Work required: Copy nothing but the text: repeat each entry exactly and drop the images.

BEGIN

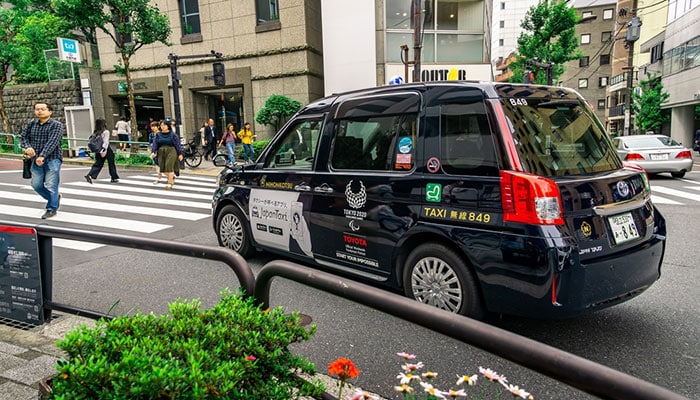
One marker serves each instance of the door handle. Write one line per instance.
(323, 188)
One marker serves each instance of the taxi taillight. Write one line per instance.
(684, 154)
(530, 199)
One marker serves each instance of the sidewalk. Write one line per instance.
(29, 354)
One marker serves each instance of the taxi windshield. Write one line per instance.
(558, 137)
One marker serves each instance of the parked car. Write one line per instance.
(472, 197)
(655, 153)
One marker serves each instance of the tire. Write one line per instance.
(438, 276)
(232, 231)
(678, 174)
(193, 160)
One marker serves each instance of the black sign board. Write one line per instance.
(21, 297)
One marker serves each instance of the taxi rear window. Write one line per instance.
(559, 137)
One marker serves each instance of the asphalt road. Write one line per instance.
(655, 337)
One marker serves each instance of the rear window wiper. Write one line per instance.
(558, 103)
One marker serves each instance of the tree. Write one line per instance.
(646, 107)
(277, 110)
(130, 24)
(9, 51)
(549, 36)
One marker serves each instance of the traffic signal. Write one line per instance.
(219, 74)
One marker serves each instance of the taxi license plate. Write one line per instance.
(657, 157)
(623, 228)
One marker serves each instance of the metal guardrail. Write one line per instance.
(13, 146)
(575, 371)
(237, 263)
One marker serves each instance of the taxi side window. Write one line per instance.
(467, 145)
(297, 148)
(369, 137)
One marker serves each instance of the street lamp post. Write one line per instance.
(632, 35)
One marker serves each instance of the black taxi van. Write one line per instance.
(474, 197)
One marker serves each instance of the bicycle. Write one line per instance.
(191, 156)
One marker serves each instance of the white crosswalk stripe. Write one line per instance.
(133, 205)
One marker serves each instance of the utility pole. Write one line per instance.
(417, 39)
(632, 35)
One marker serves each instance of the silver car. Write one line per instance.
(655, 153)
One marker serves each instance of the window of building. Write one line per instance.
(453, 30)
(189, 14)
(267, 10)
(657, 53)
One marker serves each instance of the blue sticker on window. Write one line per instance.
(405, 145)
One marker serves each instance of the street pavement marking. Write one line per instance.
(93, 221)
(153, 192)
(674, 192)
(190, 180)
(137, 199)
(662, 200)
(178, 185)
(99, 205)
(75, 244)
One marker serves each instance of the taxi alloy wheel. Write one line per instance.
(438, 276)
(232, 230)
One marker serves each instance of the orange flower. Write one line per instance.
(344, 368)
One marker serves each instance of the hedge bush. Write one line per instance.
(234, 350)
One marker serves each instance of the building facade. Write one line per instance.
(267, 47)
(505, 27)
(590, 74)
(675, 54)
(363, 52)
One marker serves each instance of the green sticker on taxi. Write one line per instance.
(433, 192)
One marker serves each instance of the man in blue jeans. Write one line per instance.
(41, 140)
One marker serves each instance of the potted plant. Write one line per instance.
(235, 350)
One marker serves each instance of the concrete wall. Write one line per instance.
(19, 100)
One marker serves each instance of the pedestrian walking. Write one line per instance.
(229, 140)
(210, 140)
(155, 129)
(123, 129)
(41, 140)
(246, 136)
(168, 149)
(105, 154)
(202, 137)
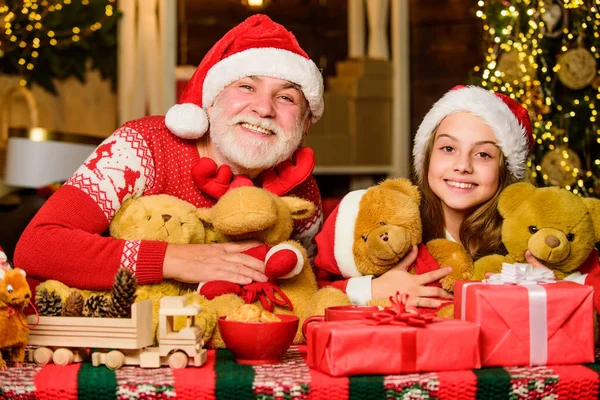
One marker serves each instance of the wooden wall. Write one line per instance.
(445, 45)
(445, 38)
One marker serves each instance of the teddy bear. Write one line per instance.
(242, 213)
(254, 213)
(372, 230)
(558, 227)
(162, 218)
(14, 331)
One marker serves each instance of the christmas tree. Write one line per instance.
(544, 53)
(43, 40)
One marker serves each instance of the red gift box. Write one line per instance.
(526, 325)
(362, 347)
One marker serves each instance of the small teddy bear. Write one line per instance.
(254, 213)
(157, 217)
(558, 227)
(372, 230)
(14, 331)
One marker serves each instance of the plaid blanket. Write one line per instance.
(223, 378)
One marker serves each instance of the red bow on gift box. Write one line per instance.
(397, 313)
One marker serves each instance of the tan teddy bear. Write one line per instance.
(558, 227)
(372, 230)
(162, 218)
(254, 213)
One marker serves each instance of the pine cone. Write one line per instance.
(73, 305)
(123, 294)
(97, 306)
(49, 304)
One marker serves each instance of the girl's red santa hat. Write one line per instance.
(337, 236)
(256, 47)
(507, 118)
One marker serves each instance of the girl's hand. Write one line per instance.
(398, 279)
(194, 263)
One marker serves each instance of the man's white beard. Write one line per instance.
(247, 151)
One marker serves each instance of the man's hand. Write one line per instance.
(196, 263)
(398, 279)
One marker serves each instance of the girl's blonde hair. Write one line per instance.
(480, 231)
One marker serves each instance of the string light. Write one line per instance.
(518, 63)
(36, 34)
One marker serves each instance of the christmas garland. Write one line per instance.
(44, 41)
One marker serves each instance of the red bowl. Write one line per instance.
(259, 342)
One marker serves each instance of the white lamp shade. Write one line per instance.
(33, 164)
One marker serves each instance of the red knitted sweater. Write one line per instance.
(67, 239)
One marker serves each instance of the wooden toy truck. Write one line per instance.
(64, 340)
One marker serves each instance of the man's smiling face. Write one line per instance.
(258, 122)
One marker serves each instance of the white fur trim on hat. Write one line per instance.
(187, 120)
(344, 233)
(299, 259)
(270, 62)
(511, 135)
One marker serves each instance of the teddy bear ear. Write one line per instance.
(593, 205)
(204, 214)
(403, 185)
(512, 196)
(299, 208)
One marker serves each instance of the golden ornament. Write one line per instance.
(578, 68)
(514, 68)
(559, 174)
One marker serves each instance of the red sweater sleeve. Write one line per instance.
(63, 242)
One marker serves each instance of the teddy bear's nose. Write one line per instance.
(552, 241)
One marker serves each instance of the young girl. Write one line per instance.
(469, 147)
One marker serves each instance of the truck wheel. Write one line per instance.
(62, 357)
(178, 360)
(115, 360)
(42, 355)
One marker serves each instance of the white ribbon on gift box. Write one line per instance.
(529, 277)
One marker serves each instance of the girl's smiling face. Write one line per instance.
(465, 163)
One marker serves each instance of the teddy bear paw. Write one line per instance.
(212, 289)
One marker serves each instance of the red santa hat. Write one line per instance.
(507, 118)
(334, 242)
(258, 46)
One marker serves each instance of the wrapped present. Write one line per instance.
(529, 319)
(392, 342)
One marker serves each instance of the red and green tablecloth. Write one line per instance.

END

Reply to the task:
One marker serves each instance of the door handle. Write one line per instance.
(323, 188)
One marker serves each instance of the taxi taillight. Write one line per instance.
(684, 154)
(530, 199)
One marker serves each instance of the sidewalk. Write one line per instance.
(29, 354)
One marker serves each instance of the taxi windshield. Write one line per instance.
(558, 137)
One marker serves each instance of the parked car. Write one line per instance.
(472, 197)
(655, 153)
One marker serves each instance of the tire. Write one line per instance.
(438, 276)
(232, 231)
(678, 174)
(193, 160)
One marker serves each instance of the black sign board. Write one line per instance.
(21, 297)
One marker serves each instance of the taxi rear window. Write one line per instance.
(559, 137)
One marker serves each instance of the asphalt road. Write one line per instance.
(655, 337)
One marker serves each instance of the rear window wiper. Write one line per instance.
(558, 103)
One marker serves each instance of the tree. Write one line per instance.
(646, 107)
(277, 110)
(130, 24)
(9, 51)
(549, 36)
One marker serves each instance of the traffic signal. Write one line per instance.
(219, 74)
One marker serves each instance of the taxi license plate. Write one line per instance.
(657, 157)
(623, 228)
One marker serves each instance of the metal guardrail. Write one line per instance.
(13, 146)
(575, 371)
(237, 263)
One marker serves each instance of the taxi side window. Write one line per instance.
(467, 145)
(297, 148)
(369, 137)
One marker serves each instance of the street lamp post. Write one line per instance.
(632, 35)
One marker serves each instance of the black taxi van. Write one line per instance.
(474, 197)
One marker serves each instance of the bicycle. Write one line per instance.
(191, 156)
One marker serves each instance of the white crosswalk stripe. Write one line per instance.
(133, 205)
One marker serves each instance of the utility pole. Write one line per instance.
(417, 39)
(632, 35)
One marker serves each instance of the silver car. Write one line per instance.
(655, 153)
One marker serves each instance of the window of building. Write one line per instance.
(453, 30)
(189, 14)
(267, 10)
(657, 53)
One marker serves each instance of the blue sticker on window. Write one line per instance.
(405, 145)
One marker serves each instance of the street pavement marking. Write one line per instance.
(93, 221)
(153, 192)
(674, 192)
(190, 180)
(137, 199)
(662, 200)
(178, 185)
(99, 205)
(75, 244)
One marker serves each instance of the taxi alloy wheel. Write one line per instance.
(438, 276)
(232, 230)
One marker serves each instance of the orange flower. Write one line per instance.
(344, 368)
One marker serves each instance of the hedge bush. Write one line per instance.
(234, 350)
One marker serves each instance of the building facade. Write one line per instance.
(267, 47)
(505, 27)
(590, 74)
(675, 54)
(363, 52)
One marker serves each instance of the green sticker on taxi. Write one line per instance.
(433, 192)
One marker serves each instance of the man in blue jeans. Write one line per instance.
(41, 140)
One marker serves each instance of the potted plant. Write one line per instance.
(235, 350)
One marker serves each instance of the concrete wall. Write one line per instance.
(19, 100)
One marker serves each instance of the pedestrian walking. Write one line per instance.
(229, 140)
(210, 140)
(155, 129)
(123, 129)
(41, 140)
(246, 136)
(168, 149)
(105, 154)
(202, 137)
One marker serves each instance of the wooden wall. Write one line per instance.
(445, 45)
(445, 38)
One marker serves each instance of the teddy bear. Write one line per instance.
(242, 213)
(254, 213)
(372, 230)
(558, 227)
(162, 218)
(14, 331)
One marker serves each instance of the christmas tree. Write one line per instance.
(544, 53)
(43, 40)
One marker serves each instance of the red gift box. Write one line per instance.
(526, 325)
(362, 347)
One marker serves each instance of the small teddy bear. Write one line per instance.
(254, 213)
(157, 217)
(558, 227)
(372, 230)
(14, 331)
One marker serves each instance of the plaid blanket. Write one line per instance.
(223, 378)
One marker serves each instance of the red bow on gift box. Write one line per instance.
(397, 313)
One marker serves each instance of the tan teddy bear. Write one line per instance.
(558, 227)
(372, 230)
(162, 218)
(254, 213)
One marker serves each instance of the pine cone. Write one line per instance.
(73, 305)
(123, 294)
(97, 306)
(49, 304)
One marker serves each instance of the girl's red santa hat. Write one line per instance.
(337, 236)
(256, 47)
(507, 118)
One marker serves each instance of the girl's hand. Write one line per instance.
(398, 279)
(194, 263)
One marker serves each instance of the man's white beard. Write one line per instance.
(247, 151)
One marker serves each instance of the man's hand. Write one line per instance.
(196, 263)
(398, 279)
One marker serves each instance of the girl's blonde hair. Write one line per instance.
(480, 231)
One marker serves each instance of the string light. Write one line per instance.
(518, 63)
(36, 34)
One marker serves each instance of the christmas garland. Write one line per instance.
(44, 41)
One marker serves each instance of the red bowl. Write one line per instance.
(259, 342)
One marker serves each instance of the white lamp shade. Write one line per instance.
(33, 164)
One marker serves each instance of the red knitted sweater. Write one line per instance.
(67, 239)
One marker serves each instance of the wooden toy truck. Write one line per instance.
(64, 340)
One marker serves each instance of the man's smiling face. Write one line per instance.
(258, 122)
One marker serves each instance of the white fur trim on hat. Write one line per instance.
(187, 120)
(344, 233)
(299, 259)
(270, 62)
(511, 135)
One marker serves each instance of the teddy bear ear. Write one line per instance.
(593, 205)
(204, 214)
(403, 185)
(512, 196)
(299, 208)
One marker serves each instance of the golden ornament. Write one line per instance.
(578, 68)
(514, 68)
(559, 174)
One marker serves each instance of the red sweater sleeve. Write one line per instance.
(63, 242)
One marker serves each instance of the teddy bear's nose. Write one line per instance.
(552, 241)
One marker serves each instance of the young girl. Write one line per instance.
(469, 147)
One marker serves each instance of the truck wheel. Write one line per instance.
(62, 357)
(178, 360)
(115, 360)
(42, 355)
One marker serves each instance of the white ribbon on gift box. Write one line per instance.
(529, 277)
One marker serves each instance of the girl's smiling face. Write one line per instance.
(465, 163)
One marker serves each instance of the teddy bear paw. Write one line per instance.
(212, 289)
One marker serves each instance of the red santa hat. Write one line per instance.
(507, 118)
(334, 242)
(258, 46)
One marker serves each instance of the wrapped present. Write one line per instance.
(529, 319)
(392, 342)
One marker serves each instance of the red and green tablecloth. Write one line per instance.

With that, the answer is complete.